##### Text #####

Hey George,
First I would like to thank you for the idea in general.
In more detail I would like to give you couple notes:
since squid logs a lot of requests the current log analyzing tools use
static page creation which is not a wrong idea.
If you have a busy proxy and you need to statistics for a 20MB+ log file
it will take some time to just analyze all this data.
SNMP can be a bit tricky since it responses with the full counter per
client. ("Amount of total HTTP traffic to this client" from docs).
I think that the only case that you have in the SNMP more in the logs is
that if you have a LIVE session which was not ended yet then the SNMP
target will have the data which is not in the logs(dont remember
accurately).
OS-Level things is good and most of them can be fetched from cache-mgr
pages unless you want to know some stuff strait from the OS.
About the pages them-self I had some time to work with Rails which makes
a lot of webpages creation very easy.
For me PHP vs Ruby in general Ruby is default and after you will have
the logic of how logs and other stuff will be done I will be happy to
port stuff into Rails.
I do remember that there was some PHP German thing for squid access.log
analyzing on the fly but it is not maintained anymore.
Best Regards,
Eliezer
On 11/19/2012 2:05 AM, George Machitidze wrote:
> Hello
>
> I've started development of open sourced Web UI for gathering stats
> for Squid proxy server and need your help to clarify needs and
> resources.

##### Provided information #####

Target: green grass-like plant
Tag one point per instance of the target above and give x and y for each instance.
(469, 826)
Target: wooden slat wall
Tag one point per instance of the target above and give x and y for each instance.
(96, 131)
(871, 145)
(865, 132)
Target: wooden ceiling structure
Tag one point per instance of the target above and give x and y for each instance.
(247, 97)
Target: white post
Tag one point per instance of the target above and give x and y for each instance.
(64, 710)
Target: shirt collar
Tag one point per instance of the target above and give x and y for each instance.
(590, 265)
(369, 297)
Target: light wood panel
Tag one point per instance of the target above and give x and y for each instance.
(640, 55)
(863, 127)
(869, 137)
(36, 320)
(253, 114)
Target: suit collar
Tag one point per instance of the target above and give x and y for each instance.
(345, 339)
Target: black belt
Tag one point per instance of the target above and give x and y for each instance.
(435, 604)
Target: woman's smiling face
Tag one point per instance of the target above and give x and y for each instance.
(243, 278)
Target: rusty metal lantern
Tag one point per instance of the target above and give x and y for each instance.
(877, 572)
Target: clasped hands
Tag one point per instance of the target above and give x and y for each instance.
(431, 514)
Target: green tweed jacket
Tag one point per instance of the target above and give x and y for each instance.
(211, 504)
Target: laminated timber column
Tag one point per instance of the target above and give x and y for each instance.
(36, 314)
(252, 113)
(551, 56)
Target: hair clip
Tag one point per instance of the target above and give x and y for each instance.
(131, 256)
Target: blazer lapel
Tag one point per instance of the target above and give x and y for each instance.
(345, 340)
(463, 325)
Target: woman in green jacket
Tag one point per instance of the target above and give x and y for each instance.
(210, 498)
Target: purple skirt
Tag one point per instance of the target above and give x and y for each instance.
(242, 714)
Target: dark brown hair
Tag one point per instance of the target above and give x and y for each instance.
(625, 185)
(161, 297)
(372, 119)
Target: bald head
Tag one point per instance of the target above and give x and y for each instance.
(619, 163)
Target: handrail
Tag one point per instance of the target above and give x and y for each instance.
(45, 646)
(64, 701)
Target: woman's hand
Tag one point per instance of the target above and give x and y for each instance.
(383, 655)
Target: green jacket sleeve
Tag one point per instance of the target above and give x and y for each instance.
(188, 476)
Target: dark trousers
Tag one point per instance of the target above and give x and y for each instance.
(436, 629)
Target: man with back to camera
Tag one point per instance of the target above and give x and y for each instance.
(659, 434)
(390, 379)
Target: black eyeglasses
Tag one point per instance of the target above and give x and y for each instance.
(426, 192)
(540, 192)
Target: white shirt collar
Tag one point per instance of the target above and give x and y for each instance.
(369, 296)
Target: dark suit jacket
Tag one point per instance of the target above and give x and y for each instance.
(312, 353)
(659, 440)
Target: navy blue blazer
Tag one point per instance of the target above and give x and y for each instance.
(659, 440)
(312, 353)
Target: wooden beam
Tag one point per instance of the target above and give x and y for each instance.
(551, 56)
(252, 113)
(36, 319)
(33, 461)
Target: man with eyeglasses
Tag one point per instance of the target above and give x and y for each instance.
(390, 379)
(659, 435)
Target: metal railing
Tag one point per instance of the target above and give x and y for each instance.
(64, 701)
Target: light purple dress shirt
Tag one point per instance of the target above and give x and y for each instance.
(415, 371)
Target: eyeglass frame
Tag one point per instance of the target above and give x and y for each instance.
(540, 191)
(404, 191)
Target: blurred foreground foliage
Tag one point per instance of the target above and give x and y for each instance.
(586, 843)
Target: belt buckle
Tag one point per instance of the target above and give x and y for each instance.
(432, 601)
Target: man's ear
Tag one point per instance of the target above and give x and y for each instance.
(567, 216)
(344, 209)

#####
##### Provided information #####

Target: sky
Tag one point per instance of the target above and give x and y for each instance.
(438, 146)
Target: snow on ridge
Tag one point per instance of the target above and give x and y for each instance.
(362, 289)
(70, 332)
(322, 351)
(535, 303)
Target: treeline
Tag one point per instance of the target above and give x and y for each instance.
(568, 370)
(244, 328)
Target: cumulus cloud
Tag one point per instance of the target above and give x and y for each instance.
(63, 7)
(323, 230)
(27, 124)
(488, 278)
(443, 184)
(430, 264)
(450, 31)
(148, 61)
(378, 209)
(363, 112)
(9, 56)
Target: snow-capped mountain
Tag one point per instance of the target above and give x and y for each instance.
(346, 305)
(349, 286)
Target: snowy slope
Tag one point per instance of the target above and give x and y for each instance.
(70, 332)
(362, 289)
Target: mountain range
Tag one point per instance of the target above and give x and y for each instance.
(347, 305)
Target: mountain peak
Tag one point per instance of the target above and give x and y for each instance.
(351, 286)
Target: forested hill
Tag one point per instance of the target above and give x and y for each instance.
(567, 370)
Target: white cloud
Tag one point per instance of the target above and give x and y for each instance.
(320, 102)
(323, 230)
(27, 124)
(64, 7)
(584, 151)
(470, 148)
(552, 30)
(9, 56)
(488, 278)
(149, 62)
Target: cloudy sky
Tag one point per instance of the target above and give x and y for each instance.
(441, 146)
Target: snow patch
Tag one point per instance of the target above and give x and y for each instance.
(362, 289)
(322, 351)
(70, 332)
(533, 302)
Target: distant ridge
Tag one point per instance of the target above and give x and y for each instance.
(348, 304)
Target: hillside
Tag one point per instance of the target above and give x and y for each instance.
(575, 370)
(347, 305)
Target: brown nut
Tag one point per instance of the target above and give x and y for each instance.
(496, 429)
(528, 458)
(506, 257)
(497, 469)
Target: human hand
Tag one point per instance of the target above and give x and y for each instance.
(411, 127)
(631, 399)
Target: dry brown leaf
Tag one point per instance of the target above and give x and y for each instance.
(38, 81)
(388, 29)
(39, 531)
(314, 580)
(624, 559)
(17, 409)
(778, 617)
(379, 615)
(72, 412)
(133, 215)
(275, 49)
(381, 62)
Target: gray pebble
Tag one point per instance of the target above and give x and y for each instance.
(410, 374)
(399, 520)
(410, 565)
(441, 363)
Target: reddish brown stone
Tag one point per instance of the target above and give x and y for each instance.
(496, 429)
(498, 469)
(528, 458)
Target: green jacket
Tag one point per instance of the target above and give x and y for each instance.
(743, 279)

#####
##### Provided information #####

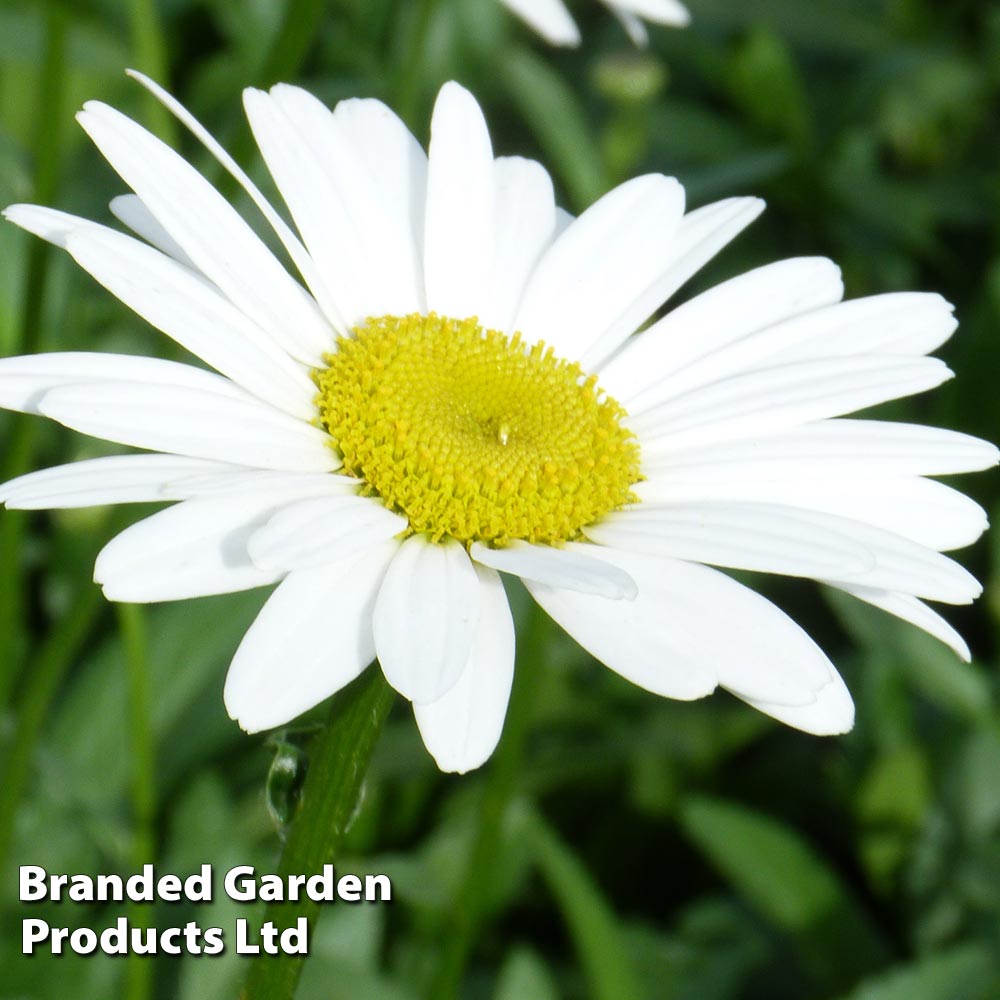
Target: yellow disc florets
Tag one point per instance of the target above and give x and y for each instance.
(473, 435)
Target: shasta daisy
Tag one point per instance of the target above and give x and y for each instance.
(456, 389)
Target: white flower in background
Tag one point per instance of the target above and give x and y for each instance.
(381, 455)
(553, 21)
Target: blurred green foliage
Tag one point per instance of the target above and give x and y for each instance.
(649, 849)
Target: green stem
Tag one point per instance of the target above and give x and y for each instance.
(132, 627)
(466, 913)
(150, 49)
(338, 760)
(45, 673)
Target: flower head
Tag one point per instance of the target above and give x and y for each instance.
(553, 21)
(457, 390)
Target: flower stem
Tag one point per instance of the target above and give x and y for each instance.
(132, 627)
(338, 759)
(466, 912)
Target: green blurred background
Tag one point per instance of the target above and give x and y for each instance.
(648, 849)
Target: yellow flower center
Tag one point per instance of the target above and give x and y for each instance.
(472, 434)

#####

(Directions for this task)
Please say whether each of these statements agrees with the message, answering yes or no and quoting the words from it that decide each one.
1. The current log analyzing tools build static pages.
2. The German PHP tool for analyzing access.log on the fly is still maintained.
3. The writer has spent some time working with Rails.
Work only from the message; leave the listing aside.

(Solution below)
1. Yes: "the current log analyzing tools use static page creation"
2. No: "but it is not maintained anymore"
3. Yes: "I had some time to work with Rails"